**GIVEN INSTRUCTION:**
Rewrite the lines below as a numbered list, omitting any blank lines.

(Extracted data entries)
####
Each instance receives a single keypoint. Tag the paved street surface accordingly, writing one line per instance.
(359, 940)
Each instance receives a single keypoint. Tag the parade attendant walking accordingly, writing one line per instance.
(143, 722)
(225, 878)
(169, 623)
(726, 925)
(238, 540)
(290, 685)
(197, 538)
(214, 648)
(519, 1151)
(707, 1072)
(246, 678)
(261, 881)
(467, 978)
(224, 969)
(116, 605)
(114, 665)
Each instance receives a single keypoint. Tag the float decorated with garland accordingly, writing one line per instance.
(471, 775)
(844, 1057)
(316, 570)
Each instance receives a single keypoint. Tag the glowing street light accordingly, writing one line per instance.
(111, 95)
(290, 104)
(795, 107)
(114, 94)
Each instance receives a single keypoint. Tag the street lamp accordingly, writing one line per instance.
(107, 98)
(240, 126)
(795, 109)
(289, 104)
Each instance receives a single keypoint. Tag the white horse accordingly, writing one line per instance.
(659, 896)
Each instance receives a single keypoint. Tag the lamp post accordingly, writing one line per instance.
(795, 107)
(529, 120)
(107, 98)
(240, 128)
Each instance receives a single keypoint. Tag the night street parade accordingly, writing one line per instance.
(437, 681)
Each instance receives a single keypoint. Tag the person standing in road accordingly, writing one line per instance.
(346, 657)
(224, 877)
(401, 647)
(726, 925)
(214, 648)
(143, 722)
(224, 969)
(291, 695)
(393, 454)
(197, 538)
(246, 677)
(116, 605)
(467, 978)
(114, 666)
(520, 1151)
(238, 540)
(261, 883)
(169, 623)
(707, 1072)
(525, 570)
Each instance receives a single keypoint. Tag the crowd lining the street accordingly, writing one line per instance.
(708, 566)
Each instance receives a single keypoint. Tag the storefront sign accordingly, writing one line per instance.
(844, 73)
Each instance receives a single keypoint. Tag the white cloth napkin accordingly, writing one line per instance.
####
**OUTPUT OF THE TASK:**
1. Each instance receives a single keypoint. Tag the paved street surface accordingly, writing one line per instance.
2. (359, 940)
3. Each instance receives a single keypoint. Tag the parade attendant walking accordingly, writing one line per instance.
4. (143, 722)
5. (225, 878)
6. (169, 623)
7. (726, 925)
8. (238, 540)
9. (290, 685)
10. (197, 538)
11. (214, 648)
12. (519, 1151)
13. (707, 1072)
14. (246, 678)
15. (261, 881)
16. (467, 978)
17. (224, 969)
18. (116, 605)
19. (114, 665)
20. Each instance receives a single keypoint. Tag the float decorated with garland accordingly, writing one line per instance.
21. (471, 775)
22. (844, 1057)
23. (316, 570)
24. Each instance receives a single keypoint. Tag the glowing street light accordingly, writing one line per instance.
25. (111, 95)
26. (290, 104)
27. (795, 107)
28. (114, 94)
29. Each instance receives a single keypoint. Tag the street lamp accordingly, writing one line per instance.
30. (107, 98)
31. (240, 126)
32. (795, 109)
33. (289, 104)
34. Each instance receives a single keypoint. Tag the white horse accordingly, writing one line per instance.
35. (659, 896)
36. Each instance receives a single keypoint. Tag the lamp post accordingly, writing one line per instance.
37. (795, 107)
38. (529, 120)
39. (107, 98)
40. (240, 128)
41. Each instance receives a single keypoint. Tag the night street parade accordingly, writing one line per instance.
42. (437, 681)
43. Each instance receives a single keypoint. Tag the person standing in road accordingly, writing one line per instance.
44. (346, 657)
45. (224, 877)
46. (401, 647)
47. (726, 925)
48. (214, 648)
49. (143, 722)
50. (224, 969)
51. (291, 695)
52. (393, 454)
53. (197, 538)
54. (246, 677)
55. (116, 605)
56. (467, 978)
57. (114, 666)
58. (520, 1151)
59. (238, 540)
60. (261, 883)
61. (169, 623)
62. (707, 1072)
63. (525, 570)
64. Each instance receives a single keypoint. Tag the crowd lining the street accordingly, writing one line per instance.
65. (708, 566)
66. Each instance receives a single keypoint. Tag the storefront sign accordingly, writing one line per instance.
67. (844, 73)
68. Each instance receives a single keypoint. Tag the white cloth napkin accordingly, writing one line per instance.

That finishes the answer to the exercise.